TASK STATEMENT >>
In the text about Quebec, what does the Algonquian word "Quebec" mean?

TEXT SHOWN >>
- Opening Delimiter -

It gets seriously cold there; last Christmas Eve, during near record low temperatures, a US Navy warship, commissioned in Buffalo New York only a week earlier, got stuck in ice in the Saint Lawrence, on its way to Florida – and stayed there for a month.

Le Vent du Nord are a progressive folk ensemble playing (and singing) French Canadian folk songs with fiddles, guitar, hurdy-gurdy, accordion and bouzouki – they sounded Cajun.

From the stage they acknowledged the welcome the performers had received from the Taranaki iwi and said there were some things that should be done for their indigenous peoples. Quebec is an Algonquian word for “where the river narrows”, the river being the Saint Lawrence. Other tribes are the Iroquois and Mohawk in the south and Inuit in the north but there is inter-reservation migration and the traditional “Indians” are a small minority, living in caravans and sheds on small reservations.

The majority tribe are the French Canadians, the French speaking residents of Quebec, who all relate back to 10,000 Catholic French settlers who came in the early 1600s. At first there was a serious imbalance of men to women so squaws were taken for wives and their bloodlines can be seen on the faces of the modern Quebecois.

The minority tribe in Quebec are the British, who took the French colony by conquest in 1763, and independence for the French speaking province has been an ongoing issue ever since. When the Parti Quebecois gained control of the provincial government the French language was granted more status although independence referenda held in 1980 and 1995 where both voted down, the last by a narrow margin.

The House of Commons of Canada passed a symbolic motion recognising Quebecois as a nation within a United Canada but Quebec closely watches Brexit, Scotland and Catalonia. These days they call it the “neverendum,” a debate that continues indefinitely and remains unresolved.

As part of doing a millisphere column I like to talk with people who have been there and I interviewed a St Johns Hill couple who grew up in Montreal, the world’s second largest french speaking city, in the 1950s and 60s.

Most of the people of Quebec live in the south, by the St Laurence, and most of them live in Montreal (metro population 4 million) which is an ancient city, in North American terms, and, like New Orleans, had a unique French/cultured European/cosmopolitan flavour. Montreal is a university town, has a thriving arts and design scene and has Canada’s biggest Jewish population.
.
Montreal was also a city divided by the Saint Lawrence boulevard, the east side was French and for an English schoolgirl in an enclave in west there was no reason to go there. To the north there were the Laurentian Mountains cultivated as a playground for Montreal and then there was a vast wilderness. Including all its rivers, lakes and dams Quebec is 12 percent freshwater and has 3 percent of the world’s renewable fresh water.

- Closing Delimiter -

DATASET EXCERPTS >>
- Opening Delimiter -

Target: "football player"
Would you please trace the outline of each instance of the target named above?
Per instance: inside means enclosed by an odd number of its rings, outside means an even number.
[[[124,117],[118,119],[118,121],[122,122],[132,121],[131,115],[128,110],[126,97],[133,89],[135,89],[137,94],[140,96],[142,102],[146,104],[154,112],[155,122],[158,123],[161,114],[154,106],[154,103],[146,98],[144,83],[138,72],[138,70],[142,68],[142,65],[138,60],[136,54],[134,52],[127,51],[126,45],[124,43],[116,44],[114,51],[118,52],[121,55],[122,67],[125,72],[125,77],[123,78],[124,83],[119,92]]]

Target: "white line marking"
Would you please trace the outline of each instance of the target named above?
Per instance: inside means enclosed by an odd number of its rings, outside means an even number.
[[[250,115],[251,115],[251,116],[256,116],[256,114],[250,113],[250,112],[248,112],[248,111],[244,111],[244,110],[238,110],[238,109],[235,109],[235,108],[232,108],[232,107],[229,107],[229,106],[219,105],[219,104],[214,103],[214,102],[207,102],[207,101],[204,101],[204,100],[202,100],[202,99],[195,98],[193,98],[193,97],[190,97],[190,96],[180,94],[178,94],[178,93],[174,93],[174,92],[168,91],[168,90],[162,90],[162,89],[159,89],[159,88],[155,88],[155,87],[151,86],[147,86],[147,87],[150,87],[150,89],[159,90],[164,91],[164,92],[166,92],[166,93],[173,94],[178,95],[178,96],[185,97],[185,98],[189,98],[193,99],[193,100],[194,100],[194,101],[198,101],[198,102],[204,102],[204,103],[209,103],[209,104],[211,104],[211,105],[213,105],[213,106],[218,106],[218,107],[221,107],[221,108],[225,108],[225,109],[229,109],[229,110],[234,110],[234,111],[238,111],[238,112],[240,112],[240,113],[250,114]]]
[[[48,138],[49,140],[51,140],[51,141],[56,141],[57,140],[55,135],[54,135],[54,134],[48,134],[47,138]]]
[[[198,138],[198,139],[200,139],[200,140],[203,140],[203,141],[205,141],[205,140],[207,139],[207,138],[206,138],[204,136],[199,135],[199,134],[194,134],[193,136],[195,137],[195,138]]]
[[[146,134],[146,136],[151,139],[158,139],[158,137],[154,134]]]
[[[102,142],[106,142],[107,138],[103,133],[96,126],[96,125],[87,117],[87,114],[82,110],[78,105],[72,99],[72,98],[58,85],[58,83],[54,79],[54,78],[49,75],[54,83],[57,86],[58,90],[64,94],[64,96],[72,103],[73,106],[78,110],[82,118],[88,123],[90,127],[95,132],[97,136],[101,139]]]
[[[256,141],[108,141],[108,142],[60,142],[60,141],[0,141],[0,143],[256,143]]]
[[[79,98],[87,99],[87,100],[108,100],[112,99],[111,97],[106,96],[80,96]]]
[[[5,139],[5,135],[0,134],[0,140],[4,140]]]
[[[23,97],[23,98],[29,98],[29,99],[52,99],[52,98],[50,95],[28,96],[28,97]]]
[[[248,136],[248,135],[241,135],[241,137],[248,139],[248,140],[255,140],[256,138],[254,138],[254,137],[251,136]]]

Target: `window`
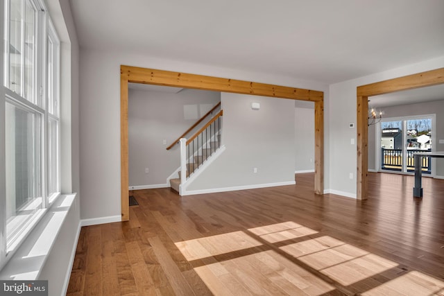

- Closing Delimiter -

EXERCISE SOLUTION >>
It means "where the river narrows," the river being the Saint Lawrence.